Exercise aim:
Quote everything from "The Qatari government, as" down to "fear of interference." in the article below about unpaid migrant workers in Qatar.

:: Passage to read

For over four months, as many as 400 migrant workers in Qatar have not received payment for their work. Their employer ETA Star, an electrical and construction company, has ties to the United Arab Emirates (UAE), as it is overseen by an Abu Dhabi-based firm and. In addition to leaving hundreds of migrants unpaid, the situation has directly led to at least one death. On 7 September, Ajaya Behara, an Indian national, hanged himself weeks after asking his employer to pay his outstanding wages. The CEO of ETA Star commented on the case, saying Behara’s “wages were a month late,” which is “common in the industry.” This is common in the industry due to government passivity. Official inaction allows for companies, such as ETA Star, to take advantage of migrant workers.

The Qatari government, as well as the Emirati government, need to take responsibility for the company’s failure to pay its workers, as they did not ensure the proper safeguards were in place to prevent this from occurring. Government mechanisms contributed to the environment in which private companies are able to exploit their workers without fear of interference.

The majority of the affected workers are Indian, and they are set to meet with the Indian ambassador in Doha soon. However, a spokesperson from the Indian Community Benevolent Forum charity, Arvin Patil, has stated that there are migrants from other countries who have also gone unpaid by the same employer. Patil’s organization is unable to help all of the unpaid workers, although the charity would be able to handle a few individual cases. He stated, “We could give money if there were one or two people but 300 minimum is very, very difficult.”

The current situation in Qatar comes just months after Indian Prime Minister Narendra Modi met with Qatar’s Emir Tamim Bin Hamad Al-Thani in June to discuss labor reforms in Qatar that would benefit Indian workers there. There are about 630,000 Indian migrant workers in Qatar, and many work in low-paying positions, such as construction. Sheikh Al-Thani briefed PM Modi that recent reforms in labor laws would protect Indian workers. However, like the implementation of a wage protection system (WPS), these reforms have failed migrant workers.

The problem of companies withholding pay from their workers is a long-established issue in Qatar. In November 2015, the Government of Qatar openly admitted that this practice was widespread. It introduced a new WPS that forces employers to pay their workers electronically. Qatari officials hoped that the WPS would ensure employers paid their employees the correct wages at the correct time. The government was supposed to impose fines and barrier to operations on the companies found to be in violation of the law. However, this has not been the case.

::::
:: Record set

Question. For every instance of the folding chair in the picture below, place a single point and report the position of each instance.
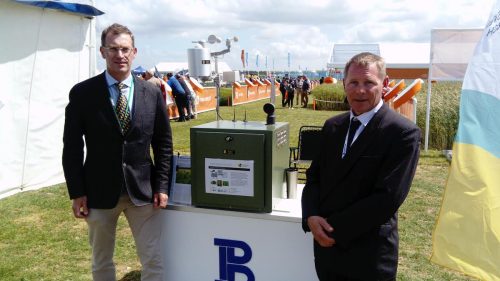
(306, 150)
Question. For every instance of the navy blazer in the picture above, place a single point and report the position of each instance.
(113, 160)
(360, 194)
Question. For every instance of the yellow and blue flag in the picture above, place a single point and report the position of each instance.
(467, 233)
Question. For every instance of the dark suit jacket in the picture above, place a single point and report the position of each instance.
(112, 159)
(360, 194)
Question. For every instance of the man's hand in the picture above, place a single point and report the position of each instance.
(160, 200)
(80, 209)
(320, 229)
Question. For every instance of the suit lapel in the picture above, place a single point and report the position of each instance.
(359, 146)
(105, 101)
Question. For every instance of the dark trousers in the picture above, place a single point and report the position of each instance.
(283, 98)
(325, 273)
(181, 103)
(289, 100)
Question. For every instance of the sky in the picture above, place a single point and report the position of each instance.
(164, 30)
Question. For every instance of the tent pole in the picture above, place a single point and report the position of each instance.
(428, 113)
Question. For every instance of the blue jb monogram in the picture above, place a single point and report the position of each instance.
(230, 263)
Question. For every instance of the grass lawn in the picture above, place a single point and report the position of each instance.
(40, 239)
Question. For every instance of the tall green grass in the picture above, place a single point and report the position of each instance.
(330, 97)
(443, 121)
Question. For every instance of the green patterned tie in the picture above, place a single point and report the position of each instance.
(121, 109)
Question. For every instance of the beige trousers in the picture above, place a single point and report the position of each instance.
(146, 225)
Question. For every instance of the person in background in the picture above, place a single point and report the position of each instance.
(149, 76)
(298, 89)
(290, 94)
(187, 101)
(373, 151)
(283, 92)
(306, 90)
(192, 104)
(179, 96)
(112, 122)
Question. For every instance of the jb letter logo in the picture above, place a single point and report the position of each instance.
(230, 263)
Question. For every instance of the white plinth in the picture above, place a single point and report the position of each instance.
(280, 250)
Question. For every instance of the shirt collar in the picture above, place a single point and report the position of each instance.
(111, 81)
(367, 116)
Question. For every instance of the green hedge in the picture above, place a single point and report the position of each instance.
(330, 97)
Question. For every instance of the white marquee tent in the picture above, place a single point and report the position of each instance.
(47, 47)
(450, 53)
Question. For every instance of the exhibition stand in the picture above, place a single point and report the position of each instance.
(212, 244)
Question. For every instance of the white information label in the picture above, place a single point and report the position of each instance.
(229, 177)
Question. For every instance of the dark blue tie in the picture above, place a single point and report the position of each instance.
(353, 127)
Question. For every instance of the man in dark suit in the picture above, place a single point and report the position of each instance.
(118, 118)
(359, 180)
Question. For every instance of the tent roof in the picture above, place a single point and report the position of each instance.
(77, 8)
(396, 55)
(178, 66)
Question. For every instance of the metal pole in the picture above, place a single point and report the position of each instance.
(217, 87)
(273, 90)
(427, 114)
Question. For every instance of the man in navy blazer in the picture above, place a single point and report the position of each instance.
(112, 122)
(359, 180)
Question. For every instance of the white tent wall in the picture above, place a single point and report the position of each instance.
(450, 53)
(43, 54)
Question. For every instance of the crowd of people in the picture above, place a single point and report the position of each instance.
(182, 91)
(291, 87)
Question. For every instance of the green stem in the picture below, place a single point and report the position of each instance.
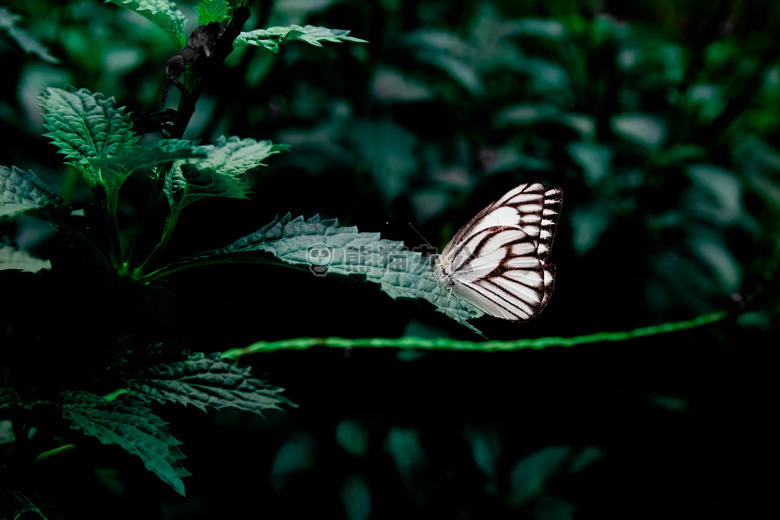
(170, 226)
(55, 451)
(111, 203)
(483, 346)
(80, 235)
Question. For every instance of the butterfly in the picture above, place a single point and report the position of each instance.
(498, 260)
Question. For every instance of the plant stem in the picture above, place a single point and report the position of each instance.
(481, 346)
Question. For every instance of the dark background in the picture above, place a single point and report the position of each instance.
(659, 122)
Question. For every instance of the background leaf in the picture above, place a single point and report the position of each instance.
(207, 381)
(212, 11)
(23, 192)
(273, 37)
(162, 13)
(11, 258)
(132, 427)
(221, 173)
(26, 41)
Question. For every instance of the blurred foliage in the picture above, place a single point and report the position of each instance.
(659, 120)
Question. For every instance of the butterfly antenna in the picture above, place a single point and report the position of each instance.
(420, 235)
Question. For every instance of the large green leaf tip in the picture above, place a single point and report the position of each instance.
(273, 37)
(132, 427)
(23, 192)
(162, 13)
(400, 273)
(206, 380)
(86, 126)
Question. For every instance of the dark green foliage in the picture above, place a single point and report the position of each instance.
(206, 381)
(657, 119)
(130, 426)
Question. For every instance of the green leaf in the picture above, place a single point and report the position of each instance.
(162, 13)
(221, 174)
(132, 427)
(399, 273)
(531, 474)
(12, 258)
(85, 126)
(207, 380)
(23, 192)
(273, 37)
(212, 11)
(25, 40)
(115, 169)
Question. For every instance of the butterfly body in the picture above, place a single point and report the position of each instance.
(498, 260)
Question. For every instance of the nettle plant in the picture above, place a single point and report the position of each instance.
(105, 388)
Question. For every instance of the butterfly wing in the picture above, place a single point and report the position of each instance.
(498, 260)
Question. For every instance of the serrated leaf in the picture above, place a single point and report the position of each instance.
(23, 192)
(115, 169)
(25, 40)
(212, 11)
(86, 126)
(400, 273)
(207, 381)
(221, 174)
(131, 426)
(12, 258)
(273, 37)
(162, 13)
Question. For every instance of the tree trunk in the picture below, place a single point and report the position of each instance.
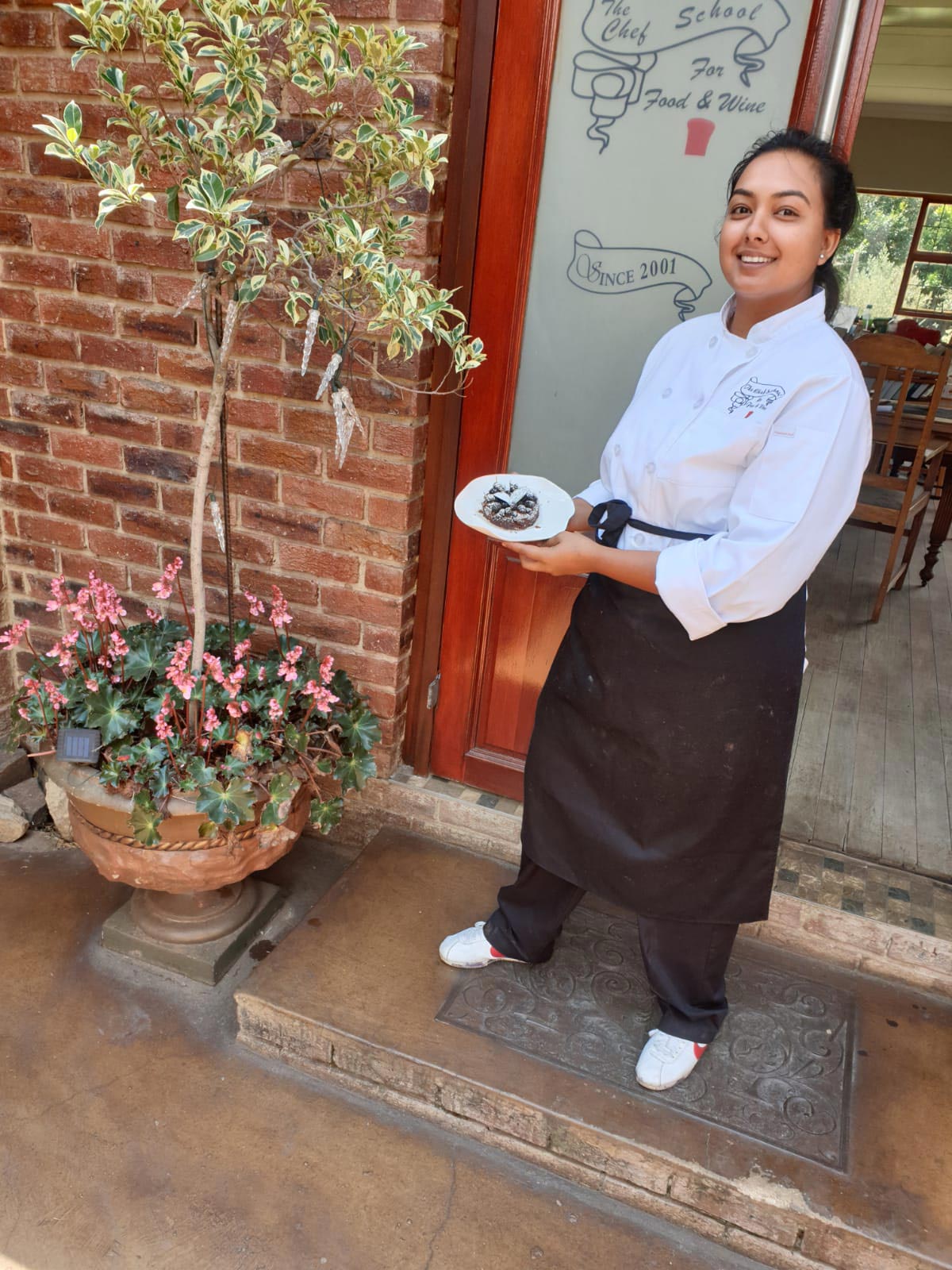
(206, 452)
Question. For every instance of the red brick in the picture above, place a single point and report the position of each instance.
(69, 238)
(321, 495)
(371, 609)
(88, 450)
(378, 474)
(95, 385)
(31, 556)
(25, 436)
(82, 508)
(40, 529)
(406, 440)
(116, 421)
(395, 514)
(310, 425)
(154, 525)
(186, 368)
(254, 416)
(387, 578)
(159, 397)
(42, 342)
(38, 271)
(56, 75)
(372, 543)
(27, 31)
(50, 471)
(122, 489)
(41, 164)
(317, 563)
(42, 408)
(120, 283)
(298, 591)
(133, 247)
(122, 546)
(10, 74)
(76, 314)
(164, 328)
(121, 355)
(23, 371)
(279, 455)
(10, 152)
(25, 497)
(428, 10)
(16, 229)
(159, 464)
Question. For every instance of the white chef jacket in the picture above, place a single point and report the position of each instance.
(761, 442)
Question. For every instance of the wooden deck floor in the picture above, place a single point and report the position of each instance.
(873, 760)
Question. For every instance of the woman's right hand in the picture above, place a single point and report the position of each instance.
(579, 521)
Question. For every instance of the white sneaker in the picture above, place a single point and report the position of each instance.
(470, 949)
(666, 1060)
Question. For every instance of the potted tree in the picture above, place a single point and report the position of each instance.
(213, 106)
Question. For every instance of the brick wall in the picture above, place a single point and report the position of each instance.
(103, 387)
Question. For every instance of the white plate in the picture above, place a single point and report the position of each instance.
(555, 508)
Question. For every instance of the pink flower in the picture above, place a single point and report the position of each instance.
(213, 664)
(323, 698)
(163, 588)
(232, 683)
(178, 672)
(279, 610)
(117, 645)
(16, 634)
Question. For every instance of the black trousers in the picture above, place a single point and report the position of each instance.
(685, 962)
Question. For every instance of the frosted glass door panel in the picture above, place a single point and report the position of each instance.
(653, 103)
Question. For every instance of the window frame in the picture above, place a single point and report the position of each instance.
(913, 254)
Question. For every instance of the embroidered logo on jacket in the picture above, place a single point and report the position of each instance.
(754, 395)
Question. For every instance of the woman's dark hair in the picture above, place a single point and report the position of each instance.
(839, 197)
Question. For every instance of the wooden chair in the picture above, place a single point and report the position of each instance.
(905, 385)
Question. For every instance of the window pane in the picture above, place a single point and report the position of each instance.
(931, 289)
(873, 257)
(937, 230)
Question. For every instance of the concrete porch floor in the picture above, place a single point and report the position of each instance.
(136, 1133)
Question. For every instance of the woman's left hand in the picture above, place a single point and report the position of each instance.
(565, 554)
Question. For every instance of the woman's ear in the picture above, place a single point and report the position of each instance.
(831, 241)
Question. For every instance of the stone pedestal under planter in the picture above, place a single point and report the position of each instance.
(190, 893)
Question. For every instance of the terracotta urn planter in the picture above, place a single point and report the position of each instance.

::::

Reply:
The Qatari government, as well as the Emirati government, need to take responsibility for the company’s failure to pay its workers, as they did not ensure the proper safeguards were in place to prevent this from occurring. Government mechanisms contributed to the environment in which private companies are able to exploit their workers without fear of interference.